Espumante pelo Método Clássico – Passo 2: Elaboração do vinho base



Passo 2: Elaboração do vinho base

Resumo:
Um vinho destinado a fazer espumante, para além de requerer parâmetros físico-químicos diferentes dos demais (Cf. Passo 1), requer especiais cuidados que devem ser tidos em conta na hora de processar as uvas. A apanha deve ser manual, a prensagem  feita às uvas inteiras e com engaço. O mosto deve ser separado segundo critérios específicos. Apenas pretendemos o que nos provém da polpa. 
A fermentação deve ocorrer a temperaturas controladas, a fim de encontrar a relação óptima entre a obtenção de aromas e a de produção de levedura (biomassa), com vista a obter os vinhos pretendidos.
Depois da fermentação e até que se inicie o processo de preparação para a tiragem (passo 3), as cubas devem ser guardadas atestadas e deve intervir-se o menos possível.

Desenvolvimento:
Depois das uvas escolhidas, podemos começar a pensar na elaboração do vinho base. Esta fase, é a que tenho mais dificuldades em descrever, pois os processos variam de produtor para produtor, de enólogo para enólogo ou de colheita para colheita. É uma das boas coisas da enologia, o facto de não existir uma formula única para chegar ao "mesmo" resultado.
Em todo o caso, há um passo que é critico. A prensagem. Recomenda-se que seja feita tão depressa quanto possível,  sem que haja qualquer intervenção prévia nas uvas. Basicamente será assim: Uvas apanhadas à mão e metidas dentro da prensa com engaço e tudo. Este, facilita a drenagem, o que faz com que todo o líquido extraído tenha menor contacto com as películas  evitando a extracção de compostos que noutro tipo de vinhos são benéficos, mas não nos espumantes. Para além disso há uma optimização da prensagem em si (tem a ver com os tempos e com o rendimento de cada patamar de pressão. Podemos discutir isto se quiserem!).
Qual é então a vantagem de apanhar as uvas à mão? 
Para além de ser a única maneira de ter engaço, permite, com uma equipa bem oleada (preferencialmente de mulheres. Um dia destes explico porquê!), escolher ainda um pouco mais as uvas no campo. Dá, logo na vinha, para rejeitar uvas menos sãs, uvas com maturação fora do pretendido… Enfim, já perceberam a "coisa". Tudo isto é uma preciosa ajuda para quem não tem tapete de escolha, mas também para quem tem, pois facilitando o processo, aliviamos a tenção que representa esta ultima barreira.
Muito bem, retomemos! 
Não há contacto pelicular, as uvas são imediatamente esmagadas com engaço. O mosto resultante passa para uma cuba de refrigeração onde se fará a clarificação.

● **Exercício proposto A**
Segundo o texto sobre a elaboração do vinho base, como deve ser feita a apanha das uvas?

● **Dados apresentados**
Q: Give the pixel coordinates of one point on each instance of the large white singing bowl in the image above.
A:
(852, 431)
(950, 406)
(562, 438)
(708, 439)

● **Exercício proposto B**
Devolva sem qualquer alteração todas as linhas da listagem acima, da pergunta à última coordenada.

● **Resolução do exercício A**
A apanha deve ser manual.

● **Resolução do exercício B**
Q: Give the pixel coordinates of one point on each instance of the large white singing bowl in the image above.
A:
(852, 431)
(950, 406)
(562, 438)
(708, 439)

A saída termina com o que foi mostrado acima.